Stored data entries:
►
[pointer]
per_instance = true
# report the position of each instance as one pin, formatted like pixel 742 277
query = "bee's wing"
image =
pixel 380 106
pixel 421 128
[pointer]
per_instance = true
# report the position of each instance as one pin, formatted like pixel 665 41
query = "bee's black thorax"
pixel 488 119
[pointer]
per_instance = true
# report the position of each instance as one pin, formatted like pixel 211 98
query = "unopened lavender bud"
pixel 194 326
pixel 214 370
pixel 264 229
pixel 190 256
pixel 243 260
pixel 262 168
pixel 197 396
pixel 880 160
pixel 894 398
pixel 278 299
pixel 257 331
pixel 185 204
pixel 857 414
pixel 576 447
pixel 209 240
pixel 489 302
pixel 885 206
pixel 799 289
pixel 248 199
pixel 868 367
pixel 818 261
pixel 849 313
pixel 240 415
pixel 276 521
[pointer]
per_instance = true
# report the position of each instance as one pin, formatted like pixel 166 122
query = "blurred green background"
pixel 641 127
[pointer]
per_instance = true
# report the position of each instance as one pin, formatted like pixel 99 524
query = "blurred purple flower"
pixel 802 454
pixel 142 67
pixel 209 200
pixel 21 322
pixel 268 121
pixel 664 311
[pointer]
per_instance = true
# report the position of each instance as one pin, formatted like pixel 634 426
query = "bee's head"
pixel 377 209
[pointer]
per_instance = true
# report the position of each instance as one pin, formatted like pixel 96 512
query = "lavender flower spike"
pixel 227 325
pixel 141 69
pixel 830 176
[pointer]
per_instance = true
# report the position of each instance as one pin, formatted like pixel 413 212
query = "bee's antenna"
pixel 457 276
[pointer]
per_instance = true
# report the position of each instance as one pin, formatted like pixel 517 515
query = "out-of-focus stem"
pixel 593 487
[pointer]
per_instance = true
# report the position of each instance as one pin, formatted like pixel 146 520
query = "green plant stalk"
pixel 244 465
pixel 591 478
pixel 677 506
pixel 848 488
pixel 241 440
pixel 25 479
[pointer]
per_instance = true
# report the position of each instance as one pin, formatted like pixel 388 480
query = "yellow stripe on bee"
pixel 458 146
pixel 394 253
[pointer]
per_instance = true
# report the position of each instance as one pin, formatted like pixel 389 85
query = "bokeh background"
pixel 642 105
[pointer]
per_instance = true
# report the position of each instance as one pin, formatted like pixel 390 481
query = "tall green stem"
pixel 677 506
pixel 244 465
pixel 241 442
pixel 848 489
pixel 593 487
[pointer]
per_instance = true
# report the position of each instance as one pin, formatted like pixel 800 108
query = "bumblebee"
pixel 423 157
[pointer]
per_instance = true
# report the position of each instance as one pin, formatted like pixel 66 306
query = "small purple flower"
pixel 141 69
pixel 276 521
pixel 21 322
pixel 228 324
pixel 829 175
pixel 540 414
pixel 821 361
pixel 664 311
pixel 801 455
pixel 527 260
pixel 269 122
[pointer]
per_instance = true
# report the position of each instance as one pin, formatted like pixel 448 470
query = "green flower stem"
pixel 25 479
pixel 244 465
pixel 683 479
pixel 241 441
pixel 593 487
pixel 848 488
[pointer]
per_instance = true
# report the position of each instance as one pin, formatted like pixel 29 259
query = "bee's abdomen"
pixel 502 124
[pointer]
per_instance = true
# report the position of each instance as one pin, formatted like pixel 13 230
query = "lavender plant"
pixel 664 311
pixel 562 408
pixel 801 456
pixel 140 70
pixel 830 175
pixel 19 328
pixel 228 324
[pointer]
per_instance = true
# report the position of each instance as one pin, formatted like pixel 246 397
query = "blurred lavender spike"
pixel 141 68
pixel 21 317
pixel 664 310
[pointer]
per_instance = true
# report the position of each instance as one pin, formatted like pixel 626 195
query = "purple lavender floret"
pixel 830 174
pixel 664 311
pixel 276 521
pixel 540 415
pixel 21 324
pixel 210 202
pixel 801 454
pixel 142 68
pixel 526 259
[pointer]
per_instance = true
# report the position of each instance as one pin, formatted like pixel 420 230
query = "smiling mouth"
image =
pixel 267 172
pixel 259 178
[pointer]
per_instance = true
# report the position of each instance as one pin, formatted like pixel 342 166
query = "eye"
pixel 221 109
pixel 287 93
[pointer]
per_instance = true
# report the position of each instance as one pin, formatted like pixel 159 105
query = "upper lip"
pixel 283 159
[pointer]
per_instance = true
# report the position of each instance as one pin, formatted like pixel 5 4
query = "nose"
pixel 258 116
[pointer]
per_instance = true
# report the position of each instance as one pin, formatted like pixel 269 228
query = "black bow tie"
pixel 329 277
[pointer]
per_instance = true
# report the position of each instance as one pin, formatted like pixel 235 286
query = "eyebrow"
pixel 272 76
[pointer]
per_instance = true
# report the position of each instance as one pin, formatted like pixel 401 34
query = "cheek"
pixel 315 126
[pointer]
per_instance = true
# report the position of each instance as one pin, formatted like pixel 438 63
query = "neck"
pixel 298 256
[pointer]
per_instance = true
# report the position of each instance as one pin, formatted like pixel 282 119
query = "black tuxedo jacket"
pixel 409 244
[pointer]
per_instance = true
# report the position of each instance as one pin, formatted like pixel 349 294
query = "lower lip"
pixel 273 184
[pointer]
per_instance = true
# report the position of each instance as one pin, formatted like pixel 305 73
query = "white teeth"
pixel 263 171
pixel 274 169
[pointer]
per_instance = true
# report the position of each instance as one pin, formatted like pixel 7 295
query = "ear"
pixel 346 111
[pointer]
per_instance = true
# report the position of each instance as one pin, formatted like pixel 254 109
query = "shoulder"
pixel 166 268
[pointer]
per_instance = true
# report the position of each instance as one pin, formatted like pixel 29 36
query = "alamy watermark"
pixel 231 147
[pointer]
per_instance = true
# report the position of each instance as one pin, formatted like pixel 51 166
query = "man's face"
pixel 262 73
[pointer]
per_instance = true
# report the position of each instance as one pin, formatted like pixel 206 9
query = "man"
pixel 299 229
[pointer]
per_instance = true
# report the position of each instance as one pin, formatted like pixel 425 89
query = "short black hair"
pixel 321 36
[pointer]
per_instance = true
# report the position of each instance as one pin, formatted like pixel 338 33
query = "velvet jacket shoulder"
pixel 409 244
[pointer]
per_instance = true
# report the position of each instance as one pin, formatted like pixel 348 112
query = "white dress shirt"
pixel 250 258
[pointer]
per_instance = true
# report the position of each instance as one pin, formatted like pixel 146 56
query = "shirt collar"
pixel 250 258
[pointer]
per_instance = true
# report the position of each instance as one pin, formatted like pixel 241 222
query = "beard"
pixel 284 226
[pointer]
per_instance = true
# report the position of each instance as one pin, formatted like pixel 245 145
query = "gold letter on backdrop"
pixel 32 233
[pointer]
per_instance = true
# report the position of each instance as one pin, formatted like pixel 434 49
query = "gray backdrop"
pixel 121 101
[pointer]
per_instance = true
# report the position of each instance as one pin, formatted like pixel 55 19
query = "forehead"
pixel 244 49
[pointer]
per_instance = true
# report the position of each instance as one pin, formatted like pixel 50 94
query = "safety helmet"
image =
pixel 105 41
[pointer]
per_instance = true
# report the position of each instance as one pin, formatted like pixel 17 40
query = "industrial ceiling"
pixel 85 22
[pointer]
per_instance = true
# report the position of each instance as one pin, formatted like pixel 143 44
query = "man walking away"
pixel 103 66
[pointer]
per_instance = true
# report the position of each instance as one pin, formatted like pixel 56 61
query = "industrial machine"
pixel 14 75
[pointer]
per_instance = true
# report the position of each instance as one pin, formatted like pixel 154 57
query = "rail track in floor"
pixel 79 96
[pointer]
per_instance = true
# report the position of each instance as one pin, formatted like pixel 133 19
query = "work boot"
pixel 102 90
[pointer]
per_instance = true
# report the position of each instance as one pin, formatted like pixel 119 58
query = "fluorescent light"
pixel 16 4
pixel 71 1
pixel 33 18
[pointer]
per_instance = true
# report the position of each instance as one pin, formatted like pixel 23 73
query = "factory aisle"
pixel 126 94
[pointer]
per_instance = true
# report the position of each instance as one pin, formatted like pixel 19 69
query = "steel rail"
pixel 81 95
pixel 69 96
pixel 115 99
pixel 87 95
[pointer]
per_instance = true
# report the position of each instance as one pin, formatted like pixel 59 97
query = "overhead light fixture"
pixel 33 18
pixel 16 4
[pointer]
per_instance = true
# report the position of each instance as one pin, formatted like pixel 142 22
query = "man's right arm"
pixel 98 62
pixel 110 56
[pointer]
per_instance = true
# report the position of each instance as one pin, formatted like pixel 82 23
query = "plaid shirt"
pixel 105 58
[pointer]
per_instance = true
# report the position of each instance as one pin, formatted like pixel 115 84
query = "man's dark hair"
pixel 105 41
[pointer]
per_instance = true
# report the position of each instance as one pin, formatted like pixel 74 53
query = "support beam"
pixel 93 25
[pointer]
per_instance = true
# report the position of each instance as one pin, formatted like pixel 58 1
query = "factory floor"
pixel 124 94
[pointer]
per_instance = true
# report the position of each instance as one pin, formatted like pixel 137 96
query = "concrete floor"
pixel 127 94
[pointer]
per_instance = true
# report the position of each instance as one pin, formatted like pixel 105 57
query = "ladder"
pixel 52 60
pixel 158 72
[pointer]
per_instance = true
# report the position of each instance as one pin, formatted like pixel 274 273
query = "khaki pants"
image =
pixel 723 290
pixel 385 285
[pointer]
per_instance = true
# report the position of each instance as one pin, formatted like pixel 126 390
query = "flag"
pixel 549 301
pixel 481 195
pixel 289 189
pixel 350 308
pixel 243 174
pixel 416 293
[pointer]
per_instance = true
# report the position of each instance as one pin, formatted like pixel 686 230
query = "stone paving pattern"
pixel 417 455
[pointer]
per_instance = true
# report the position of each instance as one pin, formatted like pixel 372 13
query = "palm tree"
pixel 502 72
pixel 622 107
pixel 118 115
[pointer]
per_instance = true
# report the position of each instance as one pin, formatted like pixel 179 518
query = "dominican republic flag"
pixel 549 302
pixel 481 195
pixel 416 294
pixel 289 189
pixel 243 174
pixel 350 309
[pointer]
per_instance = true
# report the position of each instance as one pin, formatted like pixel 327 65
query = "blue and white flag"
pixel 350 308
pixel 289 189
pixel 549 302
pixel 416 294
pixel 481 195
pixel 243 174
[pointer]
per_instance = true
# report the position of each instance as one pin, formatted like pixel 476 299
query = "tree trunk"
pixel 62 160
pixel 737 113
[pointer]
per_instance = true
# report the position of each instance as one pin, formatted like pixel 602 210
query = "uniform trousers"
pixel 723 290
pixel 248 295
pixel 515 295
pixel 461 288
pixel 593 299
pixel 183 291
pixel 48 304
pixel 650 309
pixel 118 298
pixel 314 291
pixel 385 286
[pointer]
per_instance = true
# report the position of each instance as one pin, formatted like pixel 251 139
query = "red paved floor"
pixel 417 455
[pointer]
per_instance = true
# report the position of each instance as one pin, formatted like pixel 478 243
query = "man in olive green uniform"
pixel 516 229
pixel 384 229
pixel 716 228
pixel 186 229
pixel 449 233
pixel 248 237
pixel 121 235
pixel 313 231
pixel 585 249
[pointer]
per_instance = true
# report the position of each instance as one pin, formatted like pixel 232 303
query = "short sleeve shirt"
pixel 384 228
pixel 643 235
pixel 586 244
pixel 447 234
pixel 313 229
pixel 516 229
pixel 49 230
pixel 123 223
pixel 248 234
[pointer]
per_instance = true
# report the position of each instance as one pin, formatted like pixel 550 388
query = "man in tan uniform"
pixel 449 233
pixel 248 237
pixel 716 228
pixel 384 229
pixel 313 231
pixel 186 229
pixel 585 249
◄
How to complete this task: Return, please, the lines of the data from the first through the line containing "pixel 211 98", both kept, exactly as they stand and nothing more.

Written reply:
[pointer]
per_instance = true
# report the position of each instance as one pin, formatted like pixel 742 277
query = "bee's wing"
image =
pixel 380 106
pixel 421 128
[pointer]
per_instance = true
# report the position of each instance as one pin, formatted like pixel 665 41
query = "bee's black thorax"
pixel 488 119
[pointer]
per_instance = true
# report the position of each instance as one pin, formatted like pixel 211 98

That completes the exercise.